OBJECTIVE :: Show every line in the entries below that contains the string "hair", copying each one in full.

STORED ROWS ::
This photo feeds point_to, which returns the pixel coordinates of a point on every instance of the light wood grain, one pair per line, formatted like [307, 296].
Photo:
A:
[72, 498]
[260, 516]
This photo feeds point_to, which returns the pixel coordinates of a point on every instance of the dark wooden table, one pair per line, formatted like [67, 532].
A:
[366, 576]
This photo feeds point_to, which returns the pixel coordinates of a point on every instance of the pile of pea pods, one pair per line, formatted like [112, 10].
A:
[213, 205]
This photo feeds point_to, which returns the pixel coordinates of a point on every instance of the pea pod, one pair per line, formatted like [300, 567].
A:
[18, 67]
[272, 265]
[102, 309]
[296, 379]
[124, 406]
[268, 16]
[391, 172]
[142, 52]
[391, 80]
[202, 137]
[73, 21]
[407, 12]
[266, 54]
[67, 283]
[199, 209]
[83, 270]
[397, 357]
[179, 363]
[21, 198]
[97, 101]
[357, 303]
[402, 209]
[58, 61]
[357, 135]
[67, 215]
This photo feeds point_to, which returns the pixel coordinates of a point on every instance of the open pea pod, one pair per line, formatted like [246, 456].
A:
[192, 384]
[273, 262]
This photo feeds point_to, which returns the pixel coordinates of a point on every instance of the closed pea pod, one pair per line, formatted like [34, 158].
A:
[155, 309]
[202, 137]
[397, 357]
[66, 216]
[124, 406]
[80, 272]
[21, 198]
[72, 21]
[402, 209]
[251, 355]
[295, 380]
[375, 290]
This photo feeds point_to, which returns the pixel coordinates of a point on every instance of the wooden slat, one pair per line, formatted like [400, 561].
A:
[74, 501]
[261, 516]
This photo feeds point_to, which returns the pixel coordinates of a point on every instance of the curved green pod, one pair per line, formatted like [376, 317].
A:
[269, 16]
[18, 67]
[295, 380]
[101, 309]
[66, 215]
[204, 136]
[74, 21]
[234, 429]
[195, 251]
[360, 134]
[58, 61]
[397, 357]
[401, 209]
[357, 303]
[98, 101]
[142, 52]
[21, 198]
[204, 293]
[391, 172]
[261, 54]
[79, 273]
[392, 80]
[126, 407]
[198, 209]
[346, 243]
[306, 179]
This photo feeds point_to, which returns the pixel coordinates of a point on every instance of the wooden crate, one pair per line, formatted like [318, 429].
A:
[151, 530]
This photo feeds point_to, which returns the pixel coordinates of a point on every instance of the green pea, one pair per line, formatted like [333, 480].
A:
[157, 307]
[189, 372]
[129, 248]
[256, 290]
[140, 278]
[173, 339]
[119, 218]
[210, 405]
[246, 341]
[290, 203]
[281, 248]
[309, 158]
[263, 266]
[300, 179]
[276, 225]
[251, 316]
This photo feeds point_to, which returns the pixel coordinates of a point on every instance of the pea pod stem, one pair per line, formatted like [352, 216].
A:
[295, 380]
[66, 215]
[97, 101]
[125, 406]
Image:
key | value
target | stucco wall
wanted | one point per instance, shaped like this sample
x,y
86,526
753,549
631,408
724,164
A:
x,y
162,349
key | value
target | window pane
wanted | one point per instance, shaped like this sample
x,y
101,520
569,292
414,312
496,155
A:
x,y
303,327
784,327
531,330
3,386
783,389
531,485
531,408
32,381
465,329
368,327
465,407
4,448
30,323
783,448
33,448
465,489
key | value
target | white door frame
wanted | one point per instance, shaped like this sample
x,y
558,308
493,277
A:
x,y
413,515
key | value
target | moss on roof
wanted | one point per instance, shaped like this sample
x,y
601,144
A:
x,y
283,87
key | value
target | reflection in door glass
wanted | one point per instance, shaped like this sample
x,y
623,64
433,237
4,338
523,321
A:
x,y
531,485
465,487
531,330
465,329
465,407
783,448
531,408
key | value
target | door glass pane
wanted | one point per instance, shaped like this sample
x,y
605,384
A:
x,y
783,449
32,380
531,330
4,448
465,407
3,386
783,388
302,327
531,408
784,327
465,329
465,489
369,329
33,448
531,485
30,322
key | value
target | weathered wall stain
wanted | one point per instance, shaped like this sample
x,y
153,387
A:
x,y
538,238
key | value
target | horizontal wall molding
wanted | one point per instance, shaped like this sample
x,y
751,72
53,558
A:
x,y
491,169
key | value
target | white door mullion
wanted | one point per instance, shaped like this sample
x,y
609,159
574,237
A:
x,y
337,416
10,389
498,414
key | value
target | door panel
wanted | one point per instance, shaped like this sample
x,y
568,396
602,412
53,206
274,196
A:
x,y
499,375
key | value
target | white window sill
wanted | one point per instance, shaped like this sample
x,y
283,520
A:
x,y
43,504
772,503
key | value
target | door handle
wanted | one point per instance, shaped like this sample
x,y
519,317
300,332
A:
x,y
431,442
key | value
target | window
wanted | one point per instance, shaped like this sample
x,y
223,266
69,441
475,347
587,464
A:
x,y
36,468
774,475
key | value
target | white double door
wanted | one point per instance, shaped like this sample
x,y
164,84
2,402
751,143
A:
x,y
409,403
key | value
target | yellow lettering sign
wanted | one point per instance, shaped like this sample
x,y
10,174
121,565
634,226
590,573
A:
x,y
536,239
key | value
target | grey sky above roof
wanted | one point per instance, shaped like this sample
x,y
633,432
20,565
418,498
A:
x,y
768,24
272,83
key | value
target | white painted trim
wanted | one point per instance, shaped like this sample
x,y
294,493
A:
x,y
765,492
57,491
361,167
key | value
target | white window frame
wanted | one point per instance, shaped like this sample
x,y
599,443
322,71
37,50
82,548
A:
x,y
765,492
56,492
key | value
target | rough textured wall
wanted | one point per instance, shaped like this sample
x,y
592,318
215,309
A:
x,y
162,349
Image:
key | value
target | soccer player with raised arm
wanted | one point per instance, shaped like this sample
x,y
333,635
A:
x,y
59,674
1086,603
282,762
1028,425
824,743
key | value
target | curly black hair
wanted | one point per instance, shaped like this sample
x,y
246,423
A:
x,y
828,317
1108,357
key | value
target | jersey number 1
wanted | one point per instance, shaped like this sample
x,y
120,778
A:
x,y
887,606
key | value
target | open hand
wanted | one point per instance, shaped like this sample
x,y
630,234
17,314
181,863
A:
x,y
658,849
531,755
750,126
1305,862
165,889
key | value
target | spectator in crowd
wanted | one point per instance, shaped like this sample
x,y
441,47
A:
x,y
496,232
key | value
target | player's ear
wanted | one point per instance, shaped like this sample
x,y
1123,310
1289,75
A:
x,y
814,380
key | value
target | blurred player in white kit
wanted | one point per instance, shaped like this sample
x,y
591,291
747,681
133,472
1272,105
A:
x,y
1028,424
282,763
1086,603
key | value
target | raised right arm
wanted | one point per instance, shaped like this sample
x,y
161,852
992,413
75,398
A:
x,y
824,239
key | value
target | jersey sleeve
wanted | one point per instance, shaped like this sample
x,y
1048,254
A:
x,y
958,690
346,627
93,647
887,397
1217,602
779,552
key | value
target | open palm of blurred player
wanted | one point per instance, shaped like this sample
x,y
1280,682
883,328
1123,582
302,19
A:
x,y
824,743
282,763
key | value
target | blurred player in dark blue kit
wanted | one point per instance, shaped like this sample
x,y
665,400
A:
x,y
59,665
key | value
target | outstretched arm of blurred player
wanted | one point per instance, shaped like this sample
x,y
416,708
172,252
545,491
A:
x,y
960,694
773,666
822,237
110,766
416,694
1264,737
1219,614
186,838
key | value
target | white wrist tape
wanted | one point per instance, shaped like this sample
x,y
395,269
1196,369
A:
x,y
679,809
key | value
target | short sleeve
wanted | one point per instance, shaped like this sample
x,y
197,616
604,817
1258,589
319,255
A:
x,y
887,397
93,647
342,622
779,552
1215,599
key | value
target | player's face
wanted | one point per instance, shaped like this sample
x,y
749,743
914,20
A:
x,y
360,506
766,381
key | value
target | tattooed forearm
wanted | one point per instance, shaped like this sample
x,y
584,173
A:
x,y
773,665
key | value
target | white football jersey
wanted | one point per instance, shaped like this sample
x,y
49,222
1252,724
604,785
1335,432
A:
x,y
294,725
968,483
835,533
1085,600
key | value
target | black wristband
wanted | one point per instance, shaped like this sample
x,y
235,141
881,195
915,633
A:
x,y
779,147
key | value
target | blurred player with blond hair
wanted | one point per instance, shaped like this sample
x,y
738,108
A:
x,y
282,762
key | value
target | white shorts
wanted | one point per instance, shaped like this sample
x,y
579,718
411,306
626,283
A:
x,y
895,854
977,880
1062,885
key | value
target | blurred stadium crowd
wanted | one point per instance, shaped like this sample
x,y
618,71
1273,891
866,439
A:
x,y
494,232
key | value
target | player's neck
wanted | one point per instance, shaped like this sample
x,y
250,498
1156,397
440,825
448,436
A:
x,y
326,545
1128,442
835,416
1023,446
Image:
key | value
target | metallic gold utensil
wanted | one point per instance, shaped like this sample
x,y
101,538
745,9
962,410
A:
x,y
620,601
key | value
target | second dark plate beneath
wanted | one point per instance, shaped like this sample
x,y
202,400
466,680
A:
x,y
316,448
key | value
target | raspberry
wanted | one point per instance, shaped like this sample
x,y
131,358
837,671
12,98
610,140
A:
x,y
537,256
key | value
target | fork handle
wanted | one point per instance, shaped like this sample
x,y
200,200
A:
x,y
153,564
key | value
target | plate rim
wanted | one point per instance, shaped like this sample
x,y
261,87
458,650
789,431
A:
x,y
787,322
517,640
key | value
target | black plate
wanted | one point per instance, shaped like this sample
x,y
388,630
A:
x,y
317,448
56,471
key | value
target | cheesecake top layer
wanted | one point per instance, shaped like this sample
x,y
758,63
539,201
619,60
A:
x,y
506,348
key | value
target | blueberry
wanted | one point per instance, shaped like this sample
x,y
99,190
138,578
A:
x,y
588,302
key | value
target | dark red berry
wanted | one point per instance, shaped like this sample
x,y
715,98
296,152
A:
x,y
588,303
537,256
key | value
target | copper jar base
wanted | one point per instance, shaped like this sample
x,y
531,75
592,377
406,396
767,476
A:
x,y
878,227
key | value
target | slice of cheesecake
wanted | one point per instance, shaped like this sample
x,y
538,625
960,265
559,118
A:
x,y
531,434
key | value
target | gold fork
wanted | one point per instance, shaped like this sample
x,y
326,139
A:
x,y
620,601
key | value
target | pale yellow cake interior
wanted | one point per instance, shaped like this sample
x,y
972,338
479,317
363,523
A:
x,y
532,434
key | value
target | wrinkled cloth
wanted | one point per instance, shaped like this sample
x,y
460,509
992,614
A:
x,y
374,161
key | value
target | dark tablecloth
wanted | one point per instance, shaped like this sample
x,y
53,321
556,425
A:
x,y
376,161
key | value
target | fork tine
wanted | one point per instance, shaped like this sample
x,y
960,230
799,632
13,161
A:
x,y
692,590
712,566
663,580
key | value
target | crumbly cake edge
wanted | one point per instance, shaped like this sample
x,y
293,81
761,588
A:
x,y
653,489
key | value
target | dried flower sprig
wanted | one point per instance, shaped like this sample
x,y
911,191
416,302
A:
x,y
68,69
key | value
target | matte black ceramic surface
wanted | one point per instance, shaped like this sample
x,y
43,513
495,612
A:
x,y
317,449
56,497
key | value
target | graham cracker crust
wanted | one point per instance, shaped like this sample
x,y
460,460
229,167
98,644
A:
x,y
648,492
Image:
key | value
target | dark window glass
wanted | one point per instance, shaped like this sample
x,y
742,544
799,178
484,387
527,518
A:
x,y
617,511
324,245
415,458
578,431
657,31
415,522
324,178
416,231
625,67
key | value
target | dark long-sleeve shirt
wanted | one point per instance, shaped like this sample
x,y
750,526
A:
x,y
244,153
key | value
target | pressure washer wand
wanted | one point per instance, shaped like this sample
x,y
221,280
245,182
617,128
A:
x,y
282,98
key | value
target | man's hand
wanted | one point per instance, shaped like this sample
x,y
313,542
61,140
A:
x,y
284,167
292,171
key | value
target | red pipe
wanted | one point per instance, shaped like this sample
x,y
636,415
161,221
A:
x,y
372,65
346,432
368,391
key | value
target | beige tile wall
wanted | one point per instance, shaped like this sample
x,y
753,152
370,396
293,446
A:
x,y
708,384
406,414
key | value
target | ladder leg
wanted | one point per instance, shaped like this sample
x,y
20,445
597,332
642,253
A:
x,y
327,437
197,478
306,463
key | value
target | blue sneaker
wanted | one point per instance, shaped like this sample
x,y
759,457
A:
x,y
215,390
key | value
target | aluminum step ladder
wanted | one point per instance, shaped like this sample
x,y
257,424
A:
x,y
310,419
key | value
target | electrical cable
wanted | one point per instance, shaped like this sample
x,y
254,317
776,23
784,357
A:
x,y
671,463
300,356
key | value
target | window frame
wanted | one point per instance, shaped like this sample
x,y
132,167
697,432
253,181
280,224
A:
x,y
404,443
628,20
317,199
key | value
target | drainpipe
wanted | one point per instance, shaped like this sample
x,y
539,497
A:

FULL SOLUTION ::
target | curly black hair
target | blurred player with blond hair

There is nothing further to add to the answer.